Swap "thickest part" for "widest part" wherever it occurs in the lines below, and write all the lines out again with nothing else altered.

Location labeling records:
::::
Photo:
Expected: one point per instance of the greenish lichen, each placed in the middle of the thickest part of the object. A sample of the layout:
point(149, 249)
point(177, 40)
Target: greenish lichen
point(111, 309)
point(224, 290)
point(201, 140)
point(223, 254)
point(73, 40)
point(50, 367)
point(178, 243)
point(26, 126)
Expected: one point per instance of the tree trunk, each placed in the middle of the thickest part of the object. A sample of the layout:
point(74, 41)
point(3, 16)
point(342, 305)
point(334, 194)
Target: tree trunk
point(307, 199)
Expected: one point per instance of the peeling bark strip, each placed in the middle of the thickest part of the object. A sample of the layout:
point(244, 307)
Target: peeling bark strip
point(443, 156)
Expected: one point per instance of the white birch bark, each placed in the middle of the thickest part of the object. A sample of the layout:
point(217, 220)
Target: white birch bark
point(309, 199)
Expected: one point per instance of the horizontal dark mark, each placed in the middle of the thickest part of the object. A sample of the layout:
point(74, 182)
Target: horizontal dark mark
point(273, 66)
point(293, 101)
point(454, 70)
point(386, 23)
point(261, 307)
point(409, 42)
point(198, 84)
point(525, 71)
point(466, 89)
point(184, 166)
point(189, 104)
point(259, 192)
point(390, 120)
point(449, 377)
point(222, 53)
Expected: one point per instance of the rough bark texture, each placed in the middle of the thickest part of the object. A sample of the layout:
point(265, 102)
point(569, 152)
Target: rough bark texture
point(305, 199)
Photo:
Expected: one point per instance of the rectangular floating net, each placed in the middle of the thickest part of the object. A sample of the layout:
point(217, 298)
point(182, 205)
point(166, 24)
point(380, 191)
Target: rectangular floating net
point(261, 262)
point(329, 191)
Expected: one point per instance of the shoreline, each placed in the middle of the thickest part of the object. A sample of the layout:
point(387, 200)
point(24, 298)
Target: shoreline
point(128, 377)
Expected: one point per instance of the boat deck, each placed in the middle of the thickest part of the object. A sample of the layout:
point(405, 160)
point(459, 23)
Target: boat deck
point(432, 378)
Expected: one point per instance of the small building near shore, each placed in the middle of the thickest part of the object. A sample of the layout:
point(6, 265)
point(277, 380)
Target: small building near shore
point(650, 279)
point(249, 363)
::::
> _Answer to the task_:
Photo:
Expected: one point per instance of the greenish lichen, each placed in the middle of the widest part of the object. A sample of the layout:
point(149, 249)
point(177, 40)
Target: greenish lichen
point(111, 309)
point(224, 290)
point(201, 140)
point(223, 254)
point(73, 40)
point(50, 367)
point(178, 243)
point(26, 126)
Expected: one point per instance of the tree trunk, each placed in the middle of the widest part of the object. A sample of the layout:
point(74, 41)
point(3, 16)
point(342, 305)
point(334, 194)
Target: tree trunk
point(307, 199)
Expected: one point per instance of the peeling bark strip, each placed in the middle of the widest part of the object. A sample of the layout:
point(244, 307)
Target: peeling bark strip
point(443, 156)
Expected: one point per instance of the white birch bark, each placed in the middle of the widest part of the object. A sample of the layout:
point(217, 220)
Target: white birch bark
point(309, 199)
Expected: one point per instance of the horizontal dark mark, each placed in the middle of the widest part of the object. A sample of the layout:
point(74, 182)
Target: horizontal dark mark
point(273, 66)
point(293, 101)
point(454, 70)
point(386, 23)
point(261, 307)
point(409, 42)
point(198, 84)
point(525, 71)
point(466, 89)
point(184, 166)
point(189, 104)
point(259, 192)
point(390, 120)
point(449, 377)
point(222, 53)
Expected: one point per instance of the rough bark texture, each placed in the middle of the widest part of the object. A sample of the layout:
point(265, 102)
point(569, 152)
Target: rough bark texture
point(305, 199)
Photo:
Expected: one point per instance of the rectangular floating net, each placed in the middle of the widest part of the object. A sample of the layout:
point(217, 298)
point(182, 205)
point(166, 24)
point(380, 191)
Target: rectangular floating net
point(261, 262)
point(329, 191)
Expected: one point per instance of the shoreline, each placed in the middle of the widest part of the object. A sample of the layout:
point(387, 200)
point(24, 298)
Target: shoreline
point(128, 377)
Expected: one point per instance of the boat deck, each placed in the middle of the widest part of the object. A sample of the layout:
point(405, 160)
point(459, 23)
Target: boat deck
point(432, 378)
Expected: one point per instance of the small building near shore, each placed in the middle of the widest part of the object. A sample of the layout:
point(6, 265)
point(277, 380)
Target: small building near shore
point(650, 279)
point(249, 363)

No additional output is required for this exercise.